>> BEGIN RECORDS TO USE

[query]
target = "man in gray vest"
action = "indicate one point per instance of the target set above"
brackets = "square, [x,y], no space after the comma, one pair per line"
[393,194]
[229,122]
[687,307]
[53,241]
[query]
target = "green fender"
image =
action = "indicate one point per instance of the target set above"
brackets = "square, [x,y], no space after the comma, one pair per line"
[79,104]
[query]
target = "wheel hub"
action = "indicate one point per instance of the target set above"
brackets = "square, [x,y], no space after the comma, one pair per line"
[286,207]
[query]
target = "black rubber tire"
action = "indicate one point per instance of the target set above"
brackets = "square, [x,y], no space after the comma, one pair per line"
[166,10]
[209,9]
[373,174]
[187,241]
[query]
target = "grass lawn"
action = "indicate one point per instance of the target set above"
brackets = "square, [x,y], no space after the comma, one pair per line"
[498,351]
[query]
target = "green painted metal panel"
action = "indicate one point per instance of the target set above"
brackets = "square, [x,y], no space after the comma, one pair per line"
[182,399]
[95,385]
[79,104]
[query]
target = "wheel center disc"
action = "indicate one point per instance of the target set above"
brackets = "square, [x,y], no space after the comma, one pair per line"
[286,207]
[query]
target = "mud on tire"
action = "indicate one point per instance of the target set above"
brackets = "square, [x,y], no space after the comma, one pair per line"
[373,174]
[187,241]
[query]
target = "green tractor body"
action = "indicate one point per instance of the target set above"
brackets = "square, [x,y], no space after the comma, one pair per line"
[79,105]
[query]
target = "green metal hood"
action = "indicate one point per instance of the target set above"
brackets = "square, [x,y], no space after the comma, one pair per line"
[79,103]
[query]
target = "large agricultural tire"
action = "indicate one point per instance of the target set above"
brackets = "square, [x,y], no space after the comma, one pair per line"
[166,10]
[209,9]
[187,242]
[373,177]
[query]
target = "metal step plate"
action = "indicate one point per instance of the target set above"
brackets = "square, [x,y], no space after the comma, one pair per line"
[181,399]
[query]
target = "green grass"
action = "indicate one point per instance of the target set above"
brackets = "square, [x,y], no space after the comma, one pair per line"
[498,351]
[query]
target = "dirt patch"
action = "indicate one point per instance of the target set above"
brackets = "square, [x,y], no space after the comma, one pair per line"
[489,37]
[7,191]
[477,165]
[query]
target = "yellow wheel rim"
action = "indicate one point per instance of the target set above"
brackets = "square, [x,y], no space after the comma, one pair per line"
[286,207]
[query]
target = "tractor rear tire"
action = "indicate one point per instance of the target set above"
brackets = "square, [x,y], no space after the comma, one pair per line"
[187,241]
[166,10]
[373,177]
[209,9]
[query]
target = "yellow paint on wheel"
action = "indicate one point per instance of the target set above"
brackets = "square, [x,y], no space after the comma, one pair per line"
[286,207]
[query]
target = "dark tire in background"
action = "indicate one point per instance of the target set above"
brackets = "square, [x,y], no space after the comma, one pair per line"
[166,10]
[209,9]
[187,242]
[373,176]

>> END RECORDS TO USE

Extract, word for word, each line of the listing above.

■ **COMPLETED TASK**
[query]
target = "man in gray vest"
action = "indicate one point per instance of the target set above"
brackets = "square, [x,y], no space after the comma, one pair per line"
[393,194]
[229,122]
[687,307]
[53,241]
[query]
target = "green fender"
image =
action = "indicate one point per instance of the target set above"
brackets = "square, [x,y], no space after the comma, one pair per line"
[79,104]
[query]
target = "wheel hub"
action = "indicate one point per instance of the target set above"
brackets = "square, [x,y], no space after the comma, one pair per line"
[286,207]
[query]
target = "black rubber tire"
action = "indicate one point per instance of the target set above"
brackets = "square, [x,y], no space after the comma, one pair per line"
[166,10]
[209,9]
[373,174]
[187,241]
[query]
target = "grass lawn"
action = "indicate one point per instance of the target set above"
brackets = "square, [x,y], no space after the comma, one pair per line"
[498,351]
[query]
target = "green painted metal panel"
action = "indicate one point per instance of the target set above"
brackets = "square, [x,y], no space after the comma, one pair per line"
[182,399]
[95,385]
[79,104]
[query]
target = "wheel center disc"
action = "indicate one point per instance of the target set above"
brackets = "square, [x,y], no space after the comma, one pair per line"
[286,207]
[query]
target = "mud on tire"
action = "indicate one point per instance of the target set above"
brackets = "square, [x,y], no space after the comma, one pair per line"
[373,174]
[187,241]
[query]
target = "green tractor body"
action = "indicate one point per instance of the target set above"
brackets = "square, [x,y], no space after the comma, one pair per line"
[79,105]
[query]
target = "green metal hood"
action = "indicate one point per instance of the target set above"
brackets = "square, [x,y], no space after the comma, one pair per line"
[79,103]
[query]
target = "large agricultural tire"
action = "indicate one point per instance of the target set above"
brackets = "square, [x,y], no space after the comma, one pair per line"
[166,10]
[209,9]
[187,242]
[373,177]
[query]
target = "metal step plate"
action = "indicate one point per instance of the target set above"
brackets = "square, [x,y], no space after the comma, one pair per line"
[181,399]
[query]
target = "green grass"
action = "indicate one point per instance of the target set above"
brackets = "square, [x,y], no space after the comma, one pair per line"
[498,351]
[query]
target = "dirt patch"
action = "indicate one point per instance of the target set above"
brackets = "square, [x,y], no space after the comma, one pair per line"
[489,37]
[7,191]
[477,165]
[query]
target = "yellow wheel rim"
action = "indicate one point per instance of the target set above"
brackets = "square, [x,y], no space after the comma, one pair per line"
[286,207]
[query]
target = "tractor rear tire"
action = "indicate one point per instance of the target set above"
brackets = "square, [x,y], no space after the comma, one pair per line"
[187,241]
[166,10]
[373,177]
[209,9]
[query]
target = "yellow paint on wheel"
action = "indicate one point per instance of the target set above"
brackets = "square, [x,y], no space after the comma, one pair per line"
[286,207]
[query]
target = "dark tire in background"
action = "indicate one point per instance of the target set above"
brackets = "square, [x,y], no space after the comma, one pair per line"
[166,10]
[209,9]
[187,242]
[373,176]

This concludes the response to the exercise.